───── Material provided

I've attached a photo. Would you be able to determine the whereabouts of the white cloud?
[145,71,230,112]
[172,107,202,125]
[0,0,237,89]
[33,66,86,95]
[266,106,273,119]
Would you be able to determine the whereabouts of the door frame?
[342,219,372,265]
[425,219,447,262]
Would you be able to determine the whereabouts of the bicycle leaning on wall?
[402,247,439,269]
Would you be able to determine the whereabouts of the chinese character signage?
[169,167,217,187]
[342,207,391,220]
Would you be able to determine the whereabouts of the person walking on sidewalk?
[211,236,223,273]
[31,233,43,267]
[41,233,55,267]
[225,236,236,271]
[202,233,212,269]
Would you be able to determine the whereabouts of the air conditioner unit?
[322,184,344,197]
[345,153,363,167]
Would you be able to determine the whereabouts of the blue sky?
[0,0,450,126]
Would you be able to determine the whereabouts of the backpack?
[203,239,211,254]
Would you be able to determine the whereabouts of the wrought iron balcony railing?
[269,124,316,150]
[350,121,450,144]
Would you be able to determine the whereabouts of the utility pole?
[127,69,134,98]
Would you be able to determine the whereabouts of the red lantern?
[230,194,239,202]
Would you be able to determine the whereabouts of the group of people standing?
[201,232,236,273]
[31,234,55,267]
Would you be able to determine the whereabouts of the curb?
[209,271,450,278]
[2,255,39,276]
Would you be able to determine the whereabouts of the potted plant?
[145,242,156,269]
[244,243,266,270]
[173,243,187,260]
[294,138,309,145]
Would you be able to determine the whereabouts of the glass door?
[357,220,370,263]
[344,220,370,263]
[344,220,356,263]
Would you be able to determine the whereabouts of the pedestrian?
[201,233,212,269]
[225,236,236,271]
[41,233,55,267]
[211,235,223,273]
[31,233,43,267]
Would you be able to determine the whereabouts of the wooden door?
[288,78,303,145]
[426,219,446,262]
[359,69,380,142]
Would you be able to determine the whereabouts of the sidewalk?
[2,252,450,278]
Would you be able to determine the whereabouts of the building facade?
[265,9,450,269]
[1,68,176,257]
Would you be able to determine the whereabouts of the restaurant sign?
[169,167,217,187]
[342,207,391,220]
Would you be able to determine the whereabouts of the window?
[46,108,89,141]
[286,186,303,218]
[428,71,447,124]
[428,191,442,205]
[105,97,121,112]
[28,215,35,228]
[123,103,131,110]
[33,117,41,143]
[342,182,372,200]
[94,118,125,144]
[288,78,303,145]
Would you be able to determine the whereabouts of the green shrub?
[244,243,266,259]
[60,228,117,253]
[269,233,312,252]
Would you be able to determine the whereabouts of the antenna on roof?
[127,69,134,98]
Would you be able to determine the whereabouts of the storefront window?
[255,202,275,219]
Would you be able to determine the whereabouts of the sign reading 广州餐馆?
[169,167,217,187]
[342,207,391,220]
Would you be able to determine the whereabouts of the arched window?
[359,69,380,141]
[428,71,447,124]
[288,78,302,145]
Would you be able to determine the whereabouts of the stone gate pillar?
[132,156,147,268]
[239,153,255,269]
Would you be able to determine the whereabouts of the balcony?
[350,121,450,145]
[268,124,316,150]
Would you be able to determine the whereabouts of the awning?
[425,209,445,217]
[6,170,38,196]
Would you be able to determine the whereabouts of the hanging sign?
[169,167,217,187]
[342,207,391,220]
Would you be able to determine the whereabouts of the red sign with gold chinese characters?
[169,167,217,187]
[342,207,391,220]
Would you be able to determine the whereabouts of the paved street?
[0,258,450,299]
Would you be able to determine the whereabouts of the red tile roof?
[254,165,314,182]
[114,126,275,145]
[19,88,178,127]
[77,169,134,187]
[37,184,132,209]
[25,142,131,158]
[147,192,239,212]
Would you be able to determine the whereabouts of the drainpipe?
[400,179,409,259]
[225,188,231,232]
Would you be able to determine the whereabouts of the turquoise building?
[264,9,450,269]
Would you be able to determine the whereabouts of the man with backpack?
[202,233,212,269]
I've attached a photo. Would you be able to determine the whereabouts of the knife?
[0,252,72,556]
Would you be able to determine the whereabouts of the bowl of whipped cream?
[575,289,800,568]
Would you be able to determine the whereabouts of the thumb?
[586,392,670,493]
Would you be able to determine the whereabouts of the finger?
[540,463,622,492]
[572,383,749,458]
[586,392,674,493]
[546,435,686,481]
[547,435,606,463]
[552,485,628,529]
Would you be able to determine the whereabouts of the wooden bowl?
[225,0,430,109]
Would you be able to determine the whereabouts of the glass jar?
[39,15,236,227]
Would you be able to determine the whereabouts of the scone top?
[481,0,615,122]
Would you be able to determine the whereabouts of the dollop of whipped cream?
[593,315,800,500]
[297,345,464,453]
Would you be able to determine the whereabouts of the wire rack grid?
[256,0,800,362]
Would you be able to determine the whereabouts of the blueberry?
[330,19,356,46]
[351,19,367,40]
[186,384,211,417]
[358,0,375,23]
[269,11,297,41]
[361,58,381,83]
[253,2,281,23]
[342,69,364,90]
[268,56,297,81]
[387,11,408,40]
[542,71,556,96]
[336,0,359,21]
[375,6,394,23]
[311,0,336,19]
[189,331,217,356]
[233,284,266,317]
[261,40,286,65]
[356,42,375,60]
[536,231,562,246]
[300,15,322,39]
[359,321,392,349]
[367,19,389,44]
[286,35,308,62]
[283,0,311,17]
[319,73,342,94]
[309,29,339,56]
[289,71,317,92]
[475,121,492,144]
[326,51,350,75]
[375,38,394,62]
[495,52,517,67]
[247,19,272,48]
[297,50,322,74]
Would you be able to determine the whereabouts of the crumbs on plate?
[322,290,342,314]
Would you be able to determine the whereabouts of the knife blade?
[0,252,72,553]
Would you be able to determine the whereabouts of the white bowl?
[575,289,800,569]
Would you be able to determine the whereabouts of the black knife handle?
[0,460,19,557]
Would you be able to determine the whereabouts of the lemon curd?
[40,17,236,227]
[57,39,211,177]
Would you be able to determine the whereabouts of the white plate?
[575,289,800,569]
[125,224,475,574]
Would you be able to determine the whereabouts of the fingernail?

──────────

Rewrite the part of the listing that opens with the line containing "Would you be able to determine the whereabouts of the antenna" and closes with the line containing "[268,124,316,150]", keeping every request line unchanged and scaling each bounding-box coordinate by 2.4, rounded to the nearest whole number with halves going up. Give only those lines.

■ Written reply
Would you be able to determine the whereabouts of the antenna on roof?
[305,166,322,235]
Would you be able to determine the whereabouts of the storefront window?
[612,485,660,526]
Would you be able to determine the whereabouts of the sign reading 广州餐馆?
[406,401,521,449]
[821,497,938,528]
Would you be able to determine the whereabouts of the arched window?
[862,166,912,338]
[1027,170,1073,298]
[691,187,725,348]
Would you be able to determine the whereabouts of the stone gate pillar?
[317,374,353,643]
[574,367,612,646]
Would you be able to determine the whereabouts of the balcony?
[840,290,1080,348]
[643,298,758,360]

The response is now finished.